Quesito proposto:
Rispondi alle domande seguenti in base al brano sulla Carbide:
(a) Quanti impiegati conta la Carbide?
(b) A quanto ammonta il suo giro d'affari a metà degli anni Settanta?
(c) Quante casalinghe americane su dieci fanno la spesa con i sacchetti di plastica della Union Carbide?

Estratto scelto:
Così la nostra multinazionale, di successo in successo, continua ad assorbire piccole imprese come un pescecane che si aggira negli oceani del capitalismo e ingurgita tutto quello che capita a tiro. In poco tempo la Carbide diviene una delle più importanti potenze industriali statunitensi, con 130 filiali in un quarantina di paesi, cinquecento centri di produzione e 120.000 impiegati. A metà degli anni Settanta, il suo giro d'affari ammonta a sette miliardi di dollari. La Carbide mette a disposizione dell’industria americana tutte le sostanze chimiche di cui ha bisogno: azoto, ossigeno, anidride carbonica, metano, etilene, propano, ammoniaca, leghe metalliche a base di cobalto, cromo e tungsteno, e un'intera gamma di oggetti in plastica di largo consumo. Otto casalinghe americane su dieci fanno la spesa con sacchetti di plastica con la losanga blu e bianca della Union Carbide. E poi bottigliette, involucri per surgelati, pellicole fotografiche, guaine per cavi telefonici, liquido antigelo, pile elettriche, silicone per chirurgia estetica, pneumatici, bombolette spray, diamanti sintetici eccetera eccetera…
E’ incredibile quante cose può produrre un’industria chimica per produrre dollari.

Voci di puntamento a oggetti con nome:
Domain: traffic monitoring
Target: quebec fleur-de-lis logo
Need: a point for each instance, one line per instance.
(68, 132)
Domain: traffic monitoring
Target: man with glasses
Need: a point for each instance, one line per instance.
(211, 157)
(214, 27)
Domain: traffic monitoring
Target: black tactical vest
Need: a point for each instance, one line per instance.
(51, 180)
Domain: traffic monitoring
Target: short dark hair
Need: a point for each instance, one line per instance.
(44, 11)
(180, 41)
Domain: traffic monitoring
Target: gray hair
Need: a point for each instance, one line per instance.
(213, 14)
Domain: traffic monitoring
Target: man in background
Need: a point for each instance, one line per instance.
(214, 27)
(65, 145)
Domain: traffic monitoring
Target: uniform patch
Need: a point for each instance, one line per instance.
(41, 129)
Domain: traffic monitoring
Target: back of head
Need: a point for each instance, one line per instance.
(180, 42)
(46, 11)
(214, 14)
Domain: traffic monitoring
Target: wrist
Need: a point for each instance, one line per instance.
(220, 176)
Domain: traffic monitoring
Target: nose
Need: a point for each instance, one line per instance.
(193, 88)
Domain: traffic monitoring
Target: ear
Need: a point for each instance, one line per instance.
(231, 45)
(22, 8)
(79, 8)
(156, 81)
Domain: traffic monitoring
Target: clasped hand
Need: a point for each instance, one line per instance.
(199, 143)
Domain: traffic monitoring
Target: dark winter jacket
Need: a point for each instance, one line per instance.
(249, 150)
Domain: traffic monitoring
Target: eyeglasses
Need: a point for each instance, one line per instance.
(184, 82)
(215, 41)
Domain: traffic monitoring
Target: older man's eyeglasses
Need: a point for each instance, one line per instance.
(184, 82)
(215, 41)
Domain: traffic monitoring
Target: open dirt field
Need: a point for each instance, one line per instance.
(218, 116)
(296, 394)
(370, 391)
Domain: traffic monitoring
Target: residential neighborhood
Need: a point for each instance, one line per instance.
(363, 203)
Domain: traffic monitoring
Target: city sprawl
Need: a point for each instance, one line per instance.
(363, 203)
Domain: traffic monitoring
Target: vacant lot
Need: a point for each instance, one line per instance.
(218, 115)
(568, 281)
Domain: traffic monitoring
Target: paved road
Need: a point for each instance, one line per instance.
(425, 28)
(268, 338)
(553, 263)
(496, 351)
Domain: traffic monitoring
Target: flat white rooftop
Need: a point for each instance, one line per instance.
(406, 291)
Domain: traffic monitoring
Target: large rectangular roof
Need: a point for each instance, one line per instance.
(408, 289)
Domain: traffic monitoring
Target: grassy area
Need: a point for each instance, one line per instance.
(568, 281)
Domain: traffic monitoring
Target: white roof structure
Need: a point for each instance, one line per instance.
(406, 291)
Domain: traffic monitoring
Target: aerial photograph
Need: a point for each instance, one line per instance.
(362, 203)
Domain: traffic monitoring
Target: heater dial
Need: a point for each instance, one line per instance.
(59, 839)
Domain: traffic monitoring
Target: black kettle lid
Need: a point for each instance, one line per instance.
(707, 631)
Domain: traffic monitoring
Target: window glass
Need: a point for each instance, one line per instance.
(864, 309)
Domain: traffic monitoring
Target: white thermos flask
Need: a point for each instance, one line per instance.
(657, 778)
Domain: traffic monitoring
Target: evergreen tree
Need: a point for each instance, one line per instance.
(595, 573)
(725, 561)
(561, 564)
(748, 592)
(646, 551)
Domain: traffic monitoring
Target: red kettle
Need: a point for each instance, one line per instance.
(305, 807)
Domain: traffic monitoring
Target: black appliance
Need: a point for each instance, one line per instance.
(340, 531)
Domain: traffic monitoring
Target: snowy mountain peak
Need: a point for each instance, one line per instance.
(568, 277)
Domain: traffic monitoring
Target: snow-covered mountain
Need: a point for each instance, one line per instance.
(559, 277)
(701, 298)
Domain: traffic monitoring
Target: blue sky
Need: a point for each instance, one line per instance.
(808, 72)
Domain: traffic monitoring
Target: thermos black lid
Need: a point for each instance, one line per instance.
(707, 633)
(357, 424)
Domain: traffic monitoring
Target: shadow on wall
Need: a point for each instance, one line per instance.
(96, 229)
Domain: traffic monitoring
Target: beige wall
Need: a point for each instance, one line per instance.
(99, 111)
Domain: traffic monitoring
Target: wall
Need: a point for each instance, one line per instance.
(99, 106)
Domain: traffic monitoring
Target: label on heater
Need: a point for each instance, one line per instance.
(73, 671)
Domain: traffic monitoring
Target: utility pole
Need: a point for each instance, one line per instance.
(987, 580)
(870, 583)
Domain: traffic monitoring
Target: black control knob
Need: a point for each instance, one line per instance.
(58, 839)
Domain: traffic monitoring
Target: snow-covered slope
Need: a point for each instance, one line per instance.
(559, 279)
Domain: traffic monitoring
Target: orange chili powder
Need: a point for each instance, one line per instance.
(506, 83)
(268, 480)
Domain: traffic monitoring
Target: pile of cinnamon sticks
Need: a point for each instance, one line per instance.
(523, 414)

Soluzione:
(a) 120.000 impiegati.
(b) Sette miliardi di dollari.
(c) Otto su dieci.